What you have to do - Across the entries that follow, work out the number of lines containing the string "window", and state it alone.

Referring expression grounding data
----

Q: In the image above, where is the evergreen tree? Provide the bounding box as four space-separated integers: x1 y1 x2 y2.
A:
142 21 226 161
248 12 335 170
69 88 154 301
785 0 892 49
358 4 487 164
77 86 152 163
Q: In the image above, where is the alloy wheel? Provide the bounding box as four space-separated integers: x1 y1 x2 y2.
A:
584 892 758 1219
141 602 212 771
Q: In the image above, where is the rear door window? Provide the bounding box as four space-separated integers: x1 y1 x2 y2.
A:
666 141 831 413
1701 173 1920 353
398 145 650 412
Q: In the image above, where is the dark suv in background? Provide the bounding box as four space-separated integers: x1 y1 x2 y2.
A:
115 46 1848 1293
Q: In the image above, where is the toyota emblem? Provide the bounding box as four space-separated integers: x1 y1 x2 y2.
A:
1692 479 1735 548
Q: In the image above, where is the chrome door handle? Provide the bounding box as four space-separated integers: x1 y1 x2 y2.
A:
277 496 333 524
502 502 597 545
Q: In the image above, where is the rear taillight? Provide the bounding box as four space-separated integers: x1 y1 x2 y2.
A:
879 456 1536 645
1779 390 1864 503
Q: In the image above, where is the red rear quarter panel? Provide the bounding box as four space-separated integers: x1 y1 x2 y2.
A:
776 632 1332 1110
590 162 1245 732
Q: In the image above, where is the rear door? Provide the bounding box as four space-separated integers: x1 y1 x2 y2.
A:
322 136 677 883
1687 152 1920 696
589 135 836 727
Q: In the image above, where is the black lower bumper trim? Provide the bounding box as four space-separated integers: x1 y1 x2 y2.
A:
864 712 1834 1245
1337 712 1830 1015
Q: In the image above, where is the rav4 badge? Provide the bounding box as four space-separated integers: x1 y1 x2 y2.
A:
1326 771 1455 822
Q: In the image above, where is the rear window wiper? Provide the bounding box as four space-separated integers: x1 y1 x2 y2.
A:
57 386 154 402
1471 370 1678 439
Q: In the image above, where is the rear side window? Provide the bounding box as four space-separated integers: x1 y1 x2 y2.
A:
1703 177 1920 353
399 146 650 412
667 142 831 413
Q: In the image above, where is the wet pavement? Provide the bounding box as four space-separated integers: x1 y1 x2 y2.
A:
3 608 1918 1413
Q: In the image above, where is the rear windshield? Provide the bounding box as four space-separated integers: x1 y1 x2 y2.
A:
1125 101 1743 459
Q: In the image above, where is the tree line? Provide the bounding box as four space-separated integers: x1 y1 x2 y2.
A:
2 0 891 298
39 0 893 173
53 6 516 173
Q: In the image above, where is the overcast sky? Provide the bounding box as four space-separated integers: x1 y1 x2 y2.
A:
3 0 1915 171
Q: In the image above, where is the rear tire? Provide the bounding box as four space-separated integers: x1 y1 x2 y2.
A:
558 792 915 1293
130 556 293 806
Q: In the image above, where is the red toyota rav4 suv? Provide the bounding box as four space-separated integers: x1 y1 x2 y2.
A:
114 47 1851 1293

----

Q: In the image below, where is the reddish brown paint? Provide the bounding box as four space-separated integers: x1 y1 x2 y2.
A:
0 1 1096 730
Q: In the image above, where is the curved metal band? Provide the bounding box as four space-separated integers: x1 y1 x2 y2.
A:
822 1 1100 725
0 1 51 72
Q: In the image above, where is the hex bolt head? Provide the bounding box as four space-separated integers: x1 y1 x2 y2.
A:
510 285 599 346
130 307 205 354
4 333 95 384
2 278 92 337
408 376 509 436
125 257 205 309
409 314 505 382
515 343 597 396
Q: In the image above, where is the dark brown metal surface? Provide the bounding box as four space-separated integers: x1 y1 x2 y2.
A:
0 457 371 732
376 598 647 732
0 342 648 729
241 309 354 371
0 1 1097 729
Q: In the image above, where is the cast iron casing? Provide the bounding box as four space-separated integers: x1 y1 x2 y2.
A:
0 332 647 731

----

Solution to the exercise - 3